→ Assignment
Answer these from the amp repair thread:
(a) What amp does Fuzzy Picklez want repaired?
(b) Where did Tim Dudley work before, according to LowWatt?
(c) Who has already done work for Fuzzy Picklez, and from what place?

___ Given text

# Good places for amp repair in Toronto?



## Fuzzy Picklez (Apr 20, 2011)

Hey guys,

I've got an old Traynor YBA-1 that's acting up a bit lately, and I'd like to get it looked at, and repaired by someone who really knows what they're doing. Does anyone have any good recommendations for repairmen in Toronto? I know there has to be lots, but I've never had any amp work done in Toronto.

Someone with a quick turnover time is a plus too. I'd ideally like it to be gone for no more than a week or two. Wishful thinking, I know, but it's main amp right now, and my band is getting ready to record, so I need it sooner than later. 

Can anyone help me out with some suggestions?

Thanks.


----------



## LowWatt (Jun 27, 2007)

Superfuzz Audio&mdash;Pro Guitar & Amp Repair in the heart of Toronto Tim Dudley, former long-time tech at Songbird Music. Great prices and turn around. Knows vintage Traynors cold.


----------



## Fuzzy Picklez (Apr 20, 2011)

LowWatt said:


> Superfuzz Audio&mdash;Pro Guitar & Amp Repair in the heart of Toronto Tim Dudley, former long-time tech at Songbird Music. Great prices and turn around. Knows vintage Traynors cold.


Cool okay. I've pretty much gotten the vibe they're the best in town, but I was curious if there were other options I should consider. I've good things about the repairs at capsule, but only from one dude. I've had work done by Zak, from electric standard, so I already know the place is good.

______
___ Record set

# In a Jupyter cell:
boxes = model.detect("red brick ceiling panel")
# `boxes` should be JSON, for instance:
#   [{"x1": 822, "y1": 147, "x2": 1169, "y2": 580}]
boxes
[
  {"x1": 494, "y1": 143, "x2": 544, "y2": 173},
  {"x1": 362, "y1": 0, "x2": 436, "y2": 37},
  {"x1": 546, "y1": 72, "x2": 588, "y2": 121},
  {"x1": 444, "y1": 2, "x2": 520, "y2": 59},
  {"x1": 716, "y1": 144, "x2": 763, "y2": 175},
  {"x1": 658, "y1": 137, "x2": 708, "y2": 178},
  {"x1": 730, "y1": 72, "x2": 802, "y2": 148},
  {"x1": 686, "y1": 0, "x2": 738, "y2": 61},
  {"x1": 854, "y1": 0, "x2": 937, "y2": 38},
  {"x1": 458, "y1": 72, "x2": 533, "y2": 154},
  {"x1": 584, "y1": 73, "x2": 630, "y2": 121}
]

______
___ Record set

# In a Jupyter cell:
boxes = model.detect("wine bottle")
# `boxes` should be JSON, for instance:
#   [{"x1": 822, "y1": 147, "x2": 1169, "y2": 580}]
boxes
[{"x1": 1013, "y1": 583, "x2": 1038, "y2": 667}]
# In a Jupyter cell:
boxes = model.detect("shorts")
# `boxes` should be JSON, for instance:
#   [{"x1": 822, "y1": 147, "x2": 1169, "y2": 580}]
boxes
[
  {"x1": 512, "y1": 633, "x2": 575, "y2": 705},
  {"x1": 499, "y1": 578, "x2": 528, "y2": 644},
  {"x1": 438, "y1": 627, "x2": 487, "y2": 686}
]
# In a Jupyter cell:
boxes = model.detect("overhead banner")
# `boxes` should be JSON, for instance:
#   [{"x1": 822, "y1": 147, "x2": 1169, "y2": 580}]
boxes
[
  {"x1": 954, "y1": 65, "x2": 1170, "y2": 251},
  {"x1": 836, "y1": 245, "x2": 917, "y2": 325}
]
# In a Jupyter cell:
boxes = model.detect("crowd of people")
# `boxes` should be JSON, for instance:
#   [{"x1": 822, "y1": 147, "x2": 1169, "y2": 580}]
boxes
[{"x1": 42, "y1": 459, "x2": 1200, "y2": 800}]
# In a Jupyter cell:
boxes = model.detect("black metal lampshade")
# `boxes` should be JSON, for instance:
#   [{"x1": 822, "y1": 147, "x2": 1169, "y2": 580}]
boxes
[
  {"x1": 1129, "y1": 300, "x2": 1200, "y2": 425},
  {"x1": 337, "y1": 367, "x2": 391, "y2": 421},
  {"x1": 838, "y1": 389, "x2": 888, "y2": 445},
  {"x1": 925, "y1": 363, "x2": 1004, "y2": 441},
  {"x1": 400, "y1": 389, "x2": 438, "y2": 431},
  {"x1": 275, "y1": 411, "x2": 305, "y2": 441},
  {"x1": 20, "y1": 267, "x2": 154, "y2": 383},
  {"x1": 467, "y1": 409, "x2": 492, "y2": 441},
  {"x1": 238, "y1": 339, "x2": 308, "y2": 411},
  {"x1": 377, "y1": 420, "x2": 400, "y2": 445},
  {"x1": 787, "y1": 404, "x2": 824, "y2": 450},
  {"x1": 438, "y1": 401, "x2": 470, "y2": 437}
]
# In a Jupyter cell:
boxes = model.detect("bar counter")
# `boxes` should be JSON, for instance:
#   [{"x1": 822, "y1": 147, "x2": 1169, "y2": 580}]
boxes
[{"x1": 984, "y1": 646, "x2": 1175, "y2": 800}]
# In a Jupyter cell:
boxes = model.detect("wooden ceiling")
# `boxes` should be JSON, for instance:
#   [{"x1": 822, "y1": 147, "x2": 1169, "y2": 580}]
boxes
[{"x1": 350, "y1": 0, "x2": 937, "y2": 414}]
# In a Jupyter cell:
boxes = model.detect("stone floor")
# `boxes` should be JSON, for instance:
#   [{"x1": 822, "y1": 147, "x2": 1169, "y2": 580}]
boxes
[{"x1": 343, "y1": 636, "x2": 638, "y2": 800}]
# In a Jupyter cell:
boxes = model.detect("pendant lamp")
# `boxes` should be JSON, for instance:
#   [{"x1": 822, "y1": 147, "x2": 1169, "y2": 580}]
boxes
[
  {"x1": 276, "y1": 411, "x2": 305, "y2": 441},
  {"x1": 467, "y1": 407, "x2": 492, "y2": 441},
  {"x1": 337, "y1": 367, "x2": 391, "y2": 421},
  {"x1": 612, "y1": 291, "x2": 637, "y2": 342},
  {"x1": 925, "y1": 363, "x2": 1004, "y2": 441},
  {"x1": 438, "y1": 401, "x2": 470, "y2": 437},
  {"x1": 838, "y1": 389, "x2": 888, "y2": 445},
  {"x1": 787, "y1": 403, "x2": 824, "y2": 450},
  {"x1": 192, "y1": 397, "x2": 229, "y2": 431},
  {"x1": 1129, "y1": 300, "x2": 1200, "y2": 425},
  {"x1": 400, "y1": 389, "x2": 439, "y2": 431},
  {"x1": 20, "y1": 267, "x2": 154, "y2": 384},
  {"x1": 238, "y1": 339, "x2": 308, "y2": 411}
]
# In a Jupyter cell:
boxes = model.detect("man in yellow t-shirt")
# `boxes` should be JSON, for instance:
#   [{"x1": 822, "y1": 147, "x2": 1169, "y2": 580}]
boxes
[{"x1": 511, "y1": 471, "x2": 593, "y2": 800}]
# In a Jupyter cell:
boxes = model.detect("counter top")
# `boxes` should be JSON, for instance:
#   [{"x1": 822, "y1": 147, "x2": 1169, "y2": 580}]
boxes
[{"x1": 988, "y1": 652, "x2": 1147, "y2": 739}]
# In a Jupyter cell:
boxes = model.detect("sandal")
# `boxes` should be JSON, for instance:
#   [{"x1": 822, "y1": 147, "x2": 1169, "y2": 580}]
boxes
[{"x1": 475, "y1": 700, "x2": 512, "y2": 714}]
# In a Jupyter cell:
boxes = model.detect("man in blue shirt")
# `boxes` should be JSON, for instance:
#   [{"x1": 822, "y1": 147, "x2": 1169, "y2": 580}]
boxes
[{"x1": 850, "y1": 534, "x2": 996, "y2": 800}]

______

→ Solution
(a) An old Traynor YBA-1.
(b) Songbird Music, as a long-time tech.
(c) Zak, from electric standard.